* Task item: Please answer from the forum thread on multilevel models below: around what E-FMI value does "check_energy()" report?

* Document excerpt:
---+---

Given this set up, my questions are:

  1. Is it appropriate to use multilevel models to recover the latent \lambda population distribution?
  2. Empirically, the posterior on \bar{\lambda} is quite good even when D=1 – so that I only observe one choice per individual. Is this a lucky coincidence, or can I actually hope to recover the population distribution even with 1 choice per individual (where I can’t hope to recover the individual \lambda_i)?
  3. I am running into a “BFMI Low” warning when I increase the sample size from N=100 to N=1000 (particularly at D = 1, 2, and 3). The E-FMI is around 0.15 according to “check_energy()”. Why would that be?
  4. I’m also not entirely sure how to compute the pairs() plot, which I think are a suggested diagnostic for the BFMI warning, since there are so many \lambda_i in the model.

Any help would be greatly appreciated, thanks!

Sorry for once again missing your question. A few things to note:

  • You seem to require large adapt_delta and max_treedepth - presumably to avoid divergencies. You then - if I understand you correctly - get rid of divergencies but get BFMI warnings. This is likely just a different manifestation of the same problem - for diagnostic purposes, it is usually better to run with default settings as it shows you more of the problems.

---+---

* Extracted records:
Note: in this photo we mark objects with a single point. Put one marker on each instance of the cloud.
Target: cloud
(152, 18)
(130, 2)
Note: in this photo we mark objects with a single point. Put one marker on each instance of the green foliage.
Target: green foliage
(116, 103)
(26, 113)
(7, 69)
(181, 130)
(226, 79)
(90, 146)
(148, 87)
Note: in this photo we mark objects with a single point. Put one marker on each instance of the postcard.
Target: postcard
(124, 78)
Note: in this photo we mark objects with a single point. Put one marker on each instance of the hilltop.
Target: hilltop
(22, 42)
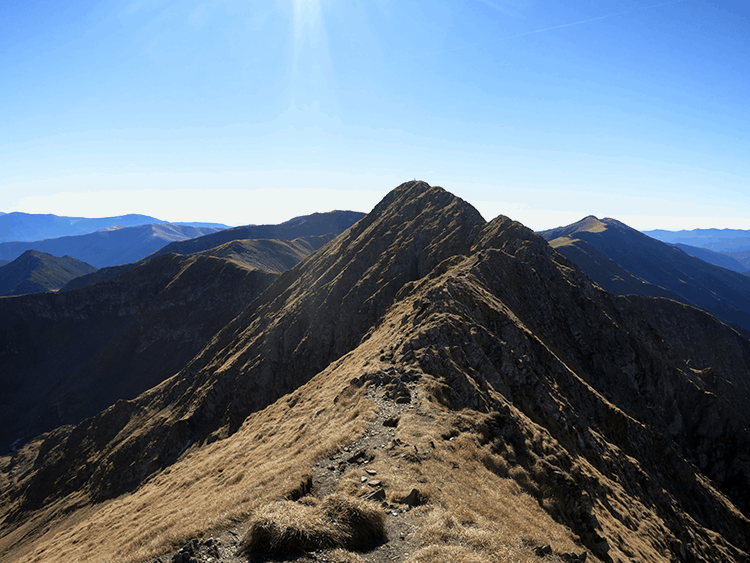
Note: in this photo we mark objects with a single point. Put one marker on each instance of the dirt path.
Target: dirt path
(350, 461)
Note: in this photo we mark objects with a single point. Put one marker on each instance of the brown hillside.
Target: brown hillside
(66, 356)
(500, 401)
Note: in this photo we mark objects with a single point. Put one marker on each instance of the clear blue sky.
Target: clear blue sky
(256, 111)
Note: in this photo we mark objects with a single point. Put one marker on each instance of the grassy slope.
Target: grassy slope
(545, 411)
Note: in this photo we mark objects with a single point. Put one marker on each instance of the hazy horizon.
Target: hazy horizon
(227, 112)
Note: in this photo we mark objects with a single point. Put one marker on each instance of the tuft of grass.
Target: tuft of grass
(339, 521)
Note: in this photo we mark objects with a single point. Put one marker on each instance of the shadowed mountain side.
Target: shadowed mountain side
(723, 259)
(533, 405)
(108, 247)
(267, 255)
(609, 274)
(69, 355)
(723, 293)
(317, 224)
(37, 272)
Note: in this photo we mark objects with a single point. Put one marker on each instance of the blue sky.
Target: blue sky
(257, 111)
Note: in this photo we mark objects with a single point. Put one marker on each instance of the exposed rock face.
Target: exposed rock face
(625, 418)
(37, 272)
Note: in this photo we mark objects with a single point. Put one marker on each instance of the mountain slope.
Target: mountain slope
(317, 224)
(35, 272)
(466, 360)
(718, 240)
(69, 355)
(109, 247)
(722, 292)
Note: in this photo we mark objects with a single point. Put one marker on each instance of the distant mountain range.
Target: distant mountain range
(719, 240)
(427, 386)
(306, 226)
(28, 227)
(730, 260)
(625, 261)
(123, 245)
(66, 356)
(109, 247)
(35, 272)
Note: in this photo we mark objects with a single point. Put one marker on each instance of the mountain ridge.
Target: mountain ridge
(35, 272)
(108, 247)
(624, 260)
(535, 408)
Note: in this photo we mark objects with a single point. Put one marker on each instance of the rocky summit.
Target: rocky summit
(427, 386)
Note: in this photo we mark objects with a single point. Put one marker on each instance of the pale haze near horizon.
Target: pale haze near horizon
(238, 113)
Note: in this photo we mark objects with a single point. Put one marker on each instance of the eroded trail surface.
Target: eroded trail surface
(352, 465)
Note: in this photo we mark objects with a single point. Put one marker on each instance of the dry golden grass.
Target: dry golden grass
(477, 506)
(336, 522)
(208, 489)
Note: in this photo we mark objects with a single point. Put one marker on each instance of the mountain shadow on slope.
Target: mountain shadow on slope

---+---

* Your solution: About 0.15.